-------- Extract to read --------

I think a lot of the volunteers here really love the creativity of the store. Because we’re a bit of a different store here, you know, we have all the vintage clothing and all the fun quirky bits and bobs here, you know, the volunteers really love the creative side of everything here. Yeah, and being on Rundle Street as well, it’s such an awesome place in Adelaide to volunteer, like, I think everyone just loves the vibe of the street and where we’re located. And we have such lovely customers who love engaging with the volunteers. A lot of the volunteers have got to know so many of the customers quite well, so they interact on a daily basis together. And yeah, it’s just, yeah, really, really lovely culture here at Rundle.
I guess, having worked from home for quite a few years now, it’s great being out amongst people again, and we get a real range of people coming in, they’re not all terribly wealthy people, I think a few are homeless or in boarding houses. I love fashion and I love coming in here to see what’s available every week.
It’s a lovely community and I really look forward to coming in because of the people, like I said before, they’re a great group of people. It’s a lot of fun, and the shop's fantastic, and you can tell a lot of people come in, too, because not only do they love the shop but they obviously really love Chloe and all the other volunteers, so that’s a really good sign that it’s a really comfortable place for them to walk into and feel like they belong, too.
We had a pair of very high heeled pale pink boots, so they had this stiletto heel and they had a nice pale pink fur, well, the whole calf bit was pale pink fur and the rest, I think, was pale leather, and we had them upstairs in Vintage, they looked like they could’ve been maybe early 90s, but I’m not sure. Anyway, they were upstairs for ages and I caught a couple of school girls trying them on, I think they were tried on by a lot of people upstairs, and then during the Fringe earlier this year we brought them down, we’ve got a wardrobe where we put all of our glamorous sequinned evening wear and tutus and all sorts, so they sat in there for a while, and then there was an afternoon when a young man came down the stairs, and he was obviously over for the Fringe, and he had obviously not seen them on the way up, but as he came down, of course, they were right in front of him, and he shrieked, and he just said, oh, my God, at these boots, and then he was just fussing and worrying that they weren’t the right size, and it was like Cinderella. He tried them on and they were his exact size, and the other volunteer, Cathy, was a bit worried about him walking in such high heels but he obviously had mastered stilettos a while ago and he looked like a catwalk model in them, and it absolutely made, I think it made his life, he just felt it was the best day of his life, and it’s fantastic when you see things like that. But, you know, we all said they were waiting for you, and he said I know! So, yeah, it’s great seeing a dress or a pair of shoes or a handbag finally find the person it was meant to be with, so that was a great moment.

-------- Material supplied --------

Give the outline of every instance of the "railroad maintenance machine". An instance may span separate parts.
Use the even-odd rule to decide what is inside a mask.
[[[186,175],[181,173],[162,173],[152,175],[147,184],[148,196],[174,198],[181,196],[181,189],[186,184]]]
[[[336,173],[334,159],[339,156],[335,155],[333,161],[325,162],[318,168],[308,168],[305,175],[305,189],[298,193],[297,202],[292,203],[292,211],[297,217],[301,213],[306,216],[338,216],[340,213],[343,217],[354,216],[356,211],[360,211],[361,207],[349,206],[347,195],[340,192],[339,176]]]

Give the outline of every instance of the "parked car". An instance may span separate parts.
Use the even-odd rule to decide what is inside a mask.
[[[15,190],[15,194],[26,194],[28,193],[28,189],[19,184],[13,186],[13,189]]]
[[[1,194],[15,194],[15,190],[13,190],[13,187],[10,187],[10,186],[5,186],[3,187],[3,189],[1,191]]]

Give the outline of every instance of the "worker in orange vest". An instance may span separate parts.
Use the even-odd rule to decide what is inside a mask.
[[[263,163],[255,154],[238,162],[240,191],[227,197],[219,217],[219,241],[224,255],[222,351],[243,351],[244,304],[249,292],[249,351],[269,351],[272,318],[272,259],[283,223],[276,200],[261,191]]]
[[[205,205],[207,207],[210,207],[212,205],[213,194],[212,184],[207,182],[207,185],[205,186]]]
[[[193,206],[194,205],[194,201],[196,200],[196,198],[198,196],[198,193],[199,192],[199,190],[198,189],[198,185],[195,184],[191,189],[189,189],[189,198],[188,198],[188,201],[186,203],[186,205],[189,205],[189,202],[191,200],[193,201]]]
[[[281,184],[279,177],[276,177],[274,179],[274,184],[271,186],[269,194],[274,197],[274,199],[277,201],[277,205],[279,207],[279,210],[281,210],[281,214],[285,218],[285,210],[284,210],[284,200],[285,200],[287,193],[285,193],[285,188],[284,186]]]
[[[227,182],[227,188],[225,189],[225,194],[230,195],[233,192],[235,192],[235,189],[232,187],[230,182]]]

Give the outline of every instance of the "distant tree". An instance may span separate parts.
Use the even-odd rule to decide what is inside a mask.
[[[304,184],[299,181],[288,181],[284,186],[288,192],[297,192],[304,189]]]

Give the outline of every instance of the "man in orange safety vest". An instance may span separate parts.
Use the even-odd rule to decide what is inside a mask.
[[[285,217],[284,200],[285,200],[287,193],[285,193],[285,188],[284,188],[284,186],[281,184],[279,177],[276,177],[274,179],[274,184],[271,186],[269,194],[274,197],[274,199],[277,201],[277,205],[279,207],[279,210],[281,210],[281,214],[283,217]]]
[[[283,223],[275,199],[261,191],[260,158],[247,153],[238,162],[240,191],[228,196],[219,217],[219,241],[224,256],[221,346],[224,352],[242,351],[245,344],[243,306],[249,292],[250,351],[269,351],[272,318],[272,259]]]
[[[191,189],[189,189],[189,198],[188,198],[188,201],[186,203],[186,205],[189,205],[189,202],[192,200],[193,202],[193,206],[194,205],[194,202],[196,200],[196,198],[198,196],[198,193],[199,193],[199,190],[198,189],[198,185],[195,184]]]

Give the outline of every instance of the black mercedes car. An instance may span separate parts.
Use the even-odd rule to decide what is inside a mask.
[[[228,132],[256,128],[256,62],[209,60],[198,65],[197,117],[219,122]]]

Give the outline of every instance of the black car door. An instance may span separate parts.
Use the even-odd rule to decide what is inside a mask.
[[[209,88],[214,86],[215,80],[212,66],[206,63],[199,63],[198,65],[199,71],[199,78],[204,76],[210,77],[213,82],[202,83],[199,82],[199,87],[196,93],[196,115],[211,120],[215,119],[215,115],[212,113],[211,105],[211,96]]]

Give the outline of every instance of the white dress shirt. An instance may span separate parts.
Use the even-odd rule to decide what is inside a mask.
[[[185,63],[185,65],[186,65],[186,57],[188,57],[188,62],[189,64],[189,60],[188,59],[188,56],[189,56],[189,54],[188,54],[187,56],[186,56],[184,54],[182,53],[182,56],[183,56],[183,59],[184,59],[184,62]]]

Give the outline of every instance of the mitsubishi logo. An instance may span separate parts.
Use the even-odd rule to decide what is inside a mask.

--------

• What this exercise asks:
A. Could you write out the passage of the Rundle Street store volunteer account that opens with the words containing "I think a lot" and closes with "here at Rundle."?
B. Can you continue the Rundle Street store volunteer account from its last sentence?

• Task results:
A.
I think a lot of the volunteers here really love the creativity of the store. Because we’re a bit of a different store here, you know, we have all the vintage clothing and all the fun quirky bits and bobs here, you know, the volunteers really love the creative side of everything here. Yeah, and being on Rundle Street as well, it’s such an awesome place in Adelaide to volunteer, like, I think everyone just loves the vibe of the street and where we’re located. And we have such lovely customers who love engaging with the volunteers. A lot of the volunteers have got to know so many of the customers quite well, so they interact on a daily basis together. And yeah, it’s just, yeah, really, really lovely culture here at Rundle.

B.
A lot of the vintage stuff does sell, and we do get a lot of men and a lot of boys come in, so they head straight upstairs usually, and that’s great to see, that they’re not afraid to go to what is, I guess, seen as an op shop, but it’s a vintage shop, but it’s still, you know? I guess what’s quite amazing about them shopping is that they’re looking for something that’s really different, as well, a lot of them, so that’s fantastic to see young men looking for something that’s not the norm that they’re going to find maybe in a lot of the mainstream stores, so that’s good, so we do tend to sell a lot of menswear. And bags, we sell a lot of bags, and there’s some fantastic bags there too.
Some of the things we’ve had donated, recently there’s obviously been a big trend in men’s 1980s knitwear, but it’s interesting seeing how things come around again, and this knitwear, which is a very, some of it’s asymmetrical, some of the patterns are really colourful, almost Ken Done looking, but not something that I found terribly trendy or cool back in the 80s as sort of like a teenager, but for the teens now it’s really trendy, so that really interesting.
And recently, the menswear is upstairs, and I was walking out of the storeroom and it was during Fringe time, I haven’t seen these two gentlemen again, so I think they came over for the Fridge, but as soon as I walked out one of them, and he must’ve been obviously around 50-something, my age, and as soon as I walked out, he’s right in front of me wearing one of these cardigans, and he just said, do I look like Daryl Sommers to you, and I just said, yes, and that was it, and it was very, and we laughed a lot, so that was a moment. But that’s really interesting, just seeing how things that maybe weren’t considered cool back when I was a young person, and now it’s seen as being really cool.
I have had some struggles through life and now I have allergies where I can’t eat a lot of food, so I’m nearly a coeliac, so I have issues. I never finished school and always thought that I would go back or do a TAFE course. I have the best time and the best, like, feelings when I come here. I feel safe and welcomed and things like that.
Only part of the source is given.